= WORK ORDER =
Within the lines below, the span from the line with "x=231, y=185" to the line with "x=368, y=16", both ends included, is to be reproduced exactly, with pictures omitted.

━━ MATERIAL SHOWN

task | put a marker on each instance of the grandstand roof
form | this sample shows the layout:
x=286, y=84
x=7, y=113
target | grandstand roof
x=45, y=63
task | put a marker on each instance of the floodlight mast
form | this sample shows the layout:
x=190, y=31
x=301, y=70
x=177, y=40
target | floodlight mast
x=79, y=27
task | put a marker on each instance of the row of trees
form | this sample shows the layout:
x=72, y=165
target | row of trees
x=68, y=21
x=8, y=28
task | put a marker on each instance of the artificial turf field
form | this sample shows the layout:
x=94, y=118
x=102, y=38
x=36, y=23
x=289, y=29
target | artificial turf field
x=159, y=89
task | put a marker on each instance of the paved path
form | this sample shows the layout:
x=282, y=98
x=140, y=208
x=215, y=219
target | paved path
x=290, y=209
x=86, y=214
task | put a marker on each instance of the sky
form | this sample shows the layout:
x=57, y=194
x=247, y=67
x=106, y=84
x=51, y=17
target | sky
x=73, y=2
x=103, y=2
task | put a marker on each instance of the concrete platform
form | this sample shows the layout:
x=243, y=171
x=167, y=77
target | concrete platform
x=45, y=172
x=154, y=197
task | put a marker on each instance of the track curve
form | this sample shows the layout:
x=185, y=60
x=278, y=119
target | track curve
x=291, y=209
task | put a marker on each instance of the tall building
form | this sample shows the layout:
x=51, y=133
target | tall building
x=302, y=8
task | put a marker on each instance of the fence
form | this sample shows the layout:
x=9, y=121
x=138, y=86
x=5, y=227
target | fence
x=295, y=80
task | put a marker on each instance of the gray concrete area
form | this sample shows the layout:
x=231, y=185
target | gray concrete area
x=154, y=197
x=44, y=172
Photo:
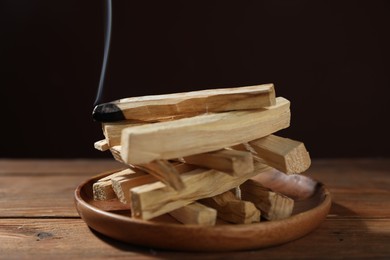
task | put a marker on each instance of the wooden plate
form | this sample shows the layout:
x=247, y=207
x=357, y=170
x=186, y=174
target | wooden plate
x=166, y=233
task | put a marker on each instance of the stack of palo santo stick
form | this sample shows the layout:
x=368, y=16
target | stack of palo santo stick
x=203, y=157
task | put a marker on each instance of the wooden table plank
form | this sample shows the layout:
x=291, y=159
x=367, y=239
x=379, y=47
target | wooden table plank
x=30, y=167
x=38, y=218
x=51, y=194
x=45, y=238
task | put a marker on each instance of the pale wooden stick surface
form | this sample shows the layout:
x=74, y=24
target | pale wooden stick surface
x=233, y=210
x=197, y=102
x=122, y=185
x=201, y=134
x=113, y=131
x=284, y=154
x=195, y=214
x=273, y=205
x=102, y=189
x=165, y=172
x=229, y=161
x=101, y=145
x=151, y=200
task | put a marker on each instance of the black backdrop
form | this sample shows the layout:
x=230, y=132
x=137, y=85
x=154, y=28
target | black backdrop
x=331, y=59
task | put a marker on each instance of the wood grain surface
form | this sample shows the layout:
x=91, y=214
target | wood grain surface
x=38, y=218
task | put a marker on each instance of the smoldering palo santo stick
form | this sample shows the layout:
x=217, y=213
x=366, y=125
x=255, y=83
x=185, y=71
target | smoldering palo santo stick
x=154, y=107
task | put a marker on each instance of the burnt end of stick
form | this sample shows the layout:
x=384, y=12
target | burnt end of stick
x=107, y=112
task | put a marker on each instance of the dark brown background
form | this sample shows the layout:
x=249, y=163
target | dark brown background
x=331, y=59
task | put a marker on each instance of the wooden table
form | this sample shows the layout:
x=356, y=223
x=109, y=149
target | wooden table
x=38, y=218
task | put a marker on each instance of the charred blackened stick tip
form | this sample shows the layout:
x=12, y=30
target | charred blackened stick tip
x=107, y=112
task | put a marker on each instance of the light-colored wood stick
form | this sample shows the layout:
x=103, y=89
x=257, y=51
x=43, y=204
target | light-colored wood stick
x=195, y=214
x=233, y=210
x=122, y=185
x=272, y=205
x=101, y=145
x=151, y=200
x=295, y=186
x=102, y=189
x=156, y=107
x=228, y=161
x=116, y=153
x=113, y=131
x=165, y=172
x=205, y=133
x=284, y=154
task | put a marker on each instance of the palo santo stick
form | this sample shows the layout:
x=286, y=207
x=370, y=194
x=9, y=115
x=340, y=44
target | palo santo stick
x=205, y=133
x=273, y=205
x=295, y=186
x=233, y=210
x=116, y=153
x=284, y=154
x=102, y=189
x=101, y=145
x=165, y=172
x=195, y=214
x=228, y=161
x=155, y=107
x=122, y=185
x=113, y=131
x=151, y=200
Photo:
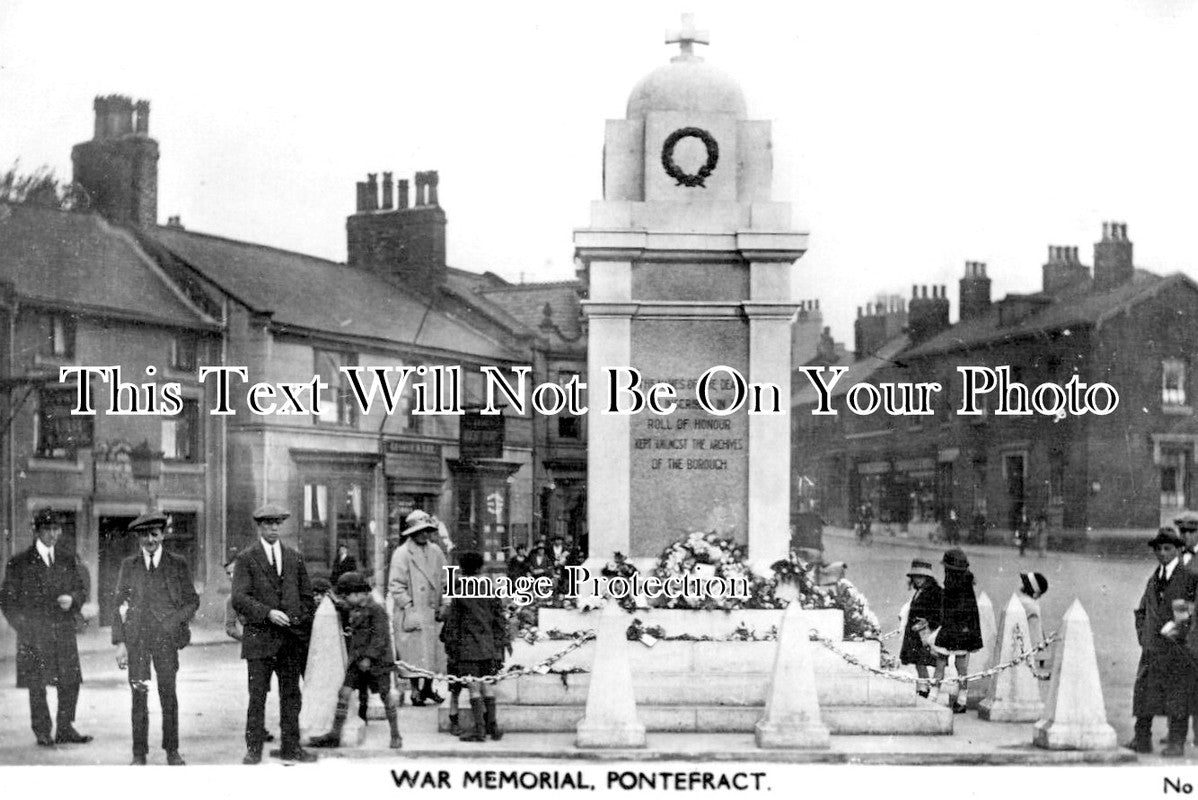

━━━━

= THE ANSWER =
x=231, y=185
target | gray concrete area
x=154, y=197
x=44, y=172
Photo:
task | put a marker on each instance of the wooden plate
form | this sample shows the layout:
x=247, y=207
x=357, y=170
x=186, y=174
target | wooden plate
x=166, y=233
task | put a marker on each instance of the stack of palo santo stick
form | this sample shows the layout:
x=368, y=16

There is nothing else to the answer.